DIRECTIONS FOR THIS TASK: Lines in the listing below containing the string "medal" are to be identified and copied.

+===+

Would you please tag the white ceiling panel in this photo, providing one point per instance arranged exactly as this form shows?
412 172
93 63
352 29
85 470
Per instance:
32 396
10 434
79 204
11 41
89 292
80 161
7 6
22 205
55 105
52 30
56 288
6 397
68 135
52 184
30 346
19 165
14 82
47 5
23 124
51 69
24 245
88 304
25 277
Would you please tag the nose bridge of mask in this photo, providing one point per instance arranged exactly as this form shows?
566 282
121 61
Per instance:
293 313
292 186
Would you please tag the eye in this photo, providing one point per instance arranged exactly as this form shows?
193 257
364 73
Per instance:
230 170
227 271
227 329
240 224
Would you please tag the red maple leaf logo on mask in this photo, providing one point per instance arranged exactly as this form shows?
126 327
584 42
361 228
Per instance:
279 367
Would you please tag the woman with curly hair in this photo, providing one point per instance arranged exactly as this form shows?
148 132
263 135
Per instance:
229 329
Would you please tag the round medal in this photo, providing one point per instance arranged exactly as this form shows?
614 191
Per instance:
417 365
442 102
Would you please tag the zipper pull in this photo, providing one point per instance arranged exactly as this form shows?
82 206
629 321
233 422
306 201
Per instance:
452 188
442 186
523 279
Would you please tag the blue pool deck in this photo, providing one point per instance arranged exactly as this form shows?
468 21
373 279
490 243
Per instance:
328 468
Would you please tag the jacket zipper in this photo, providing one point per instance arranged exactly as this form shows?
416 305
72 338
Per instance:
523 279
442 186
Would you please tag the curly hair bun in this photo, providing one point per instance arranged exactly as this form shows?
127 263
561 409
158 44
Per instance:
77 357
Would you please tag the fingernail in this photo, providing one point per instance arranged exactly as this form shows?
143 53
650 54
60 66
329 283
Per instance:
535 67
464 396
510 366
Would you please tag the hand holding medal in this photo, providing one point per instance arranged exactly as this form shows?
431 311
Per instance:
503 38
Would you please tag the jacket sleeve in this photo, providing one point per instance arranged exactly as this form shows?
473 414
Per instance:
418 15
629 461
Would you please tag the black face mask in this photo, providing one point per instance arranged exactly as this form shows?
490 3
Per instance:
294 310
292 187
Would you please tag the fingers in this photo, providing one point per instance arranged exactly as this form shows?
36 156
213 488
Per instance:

+===+

RESULT:
Would you please tag the round medal in this photo, providing one point per instance arranged exactly as this form shows?
Would you please tag the hand holding medal in this photo, providing one point per instance arranged exactly as this form shows?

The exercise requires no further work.